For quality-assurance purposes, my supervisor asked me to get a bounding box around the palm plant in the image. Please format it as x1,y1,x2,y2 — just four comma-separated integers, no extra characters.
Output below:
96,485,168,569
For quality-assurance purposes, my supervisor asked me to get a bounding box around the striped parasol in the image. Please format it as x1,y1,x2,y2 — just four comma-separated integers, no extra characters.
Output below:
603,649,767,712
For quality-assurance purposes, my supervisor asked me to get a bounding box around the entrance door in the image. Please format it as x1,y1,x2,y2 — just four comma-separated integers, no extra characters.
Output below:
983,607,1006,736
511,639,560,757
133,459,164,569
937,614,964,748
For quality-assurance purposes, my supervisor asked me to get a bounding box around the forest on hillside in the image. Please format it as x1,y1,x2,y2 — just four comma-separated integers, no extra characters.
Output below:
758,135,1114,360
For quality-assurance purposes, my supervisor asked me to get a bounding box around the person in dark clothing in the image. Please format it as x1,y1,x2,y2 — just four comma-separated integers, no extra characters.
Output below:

* * * *

Problem statement
Convert everything from the line containing "around the person" down to the end of the entries into a JSON list of strings, with one string per line and blank lines omitted.

Response below
[
  "For quality-assurance purposes, my supervisor asked me to get a bounding box around the person in dark clothing in the image. Please format it as x1,y1,x2,y2 — just four comma-separated integers, no extra characters.",
  "Output below:"
]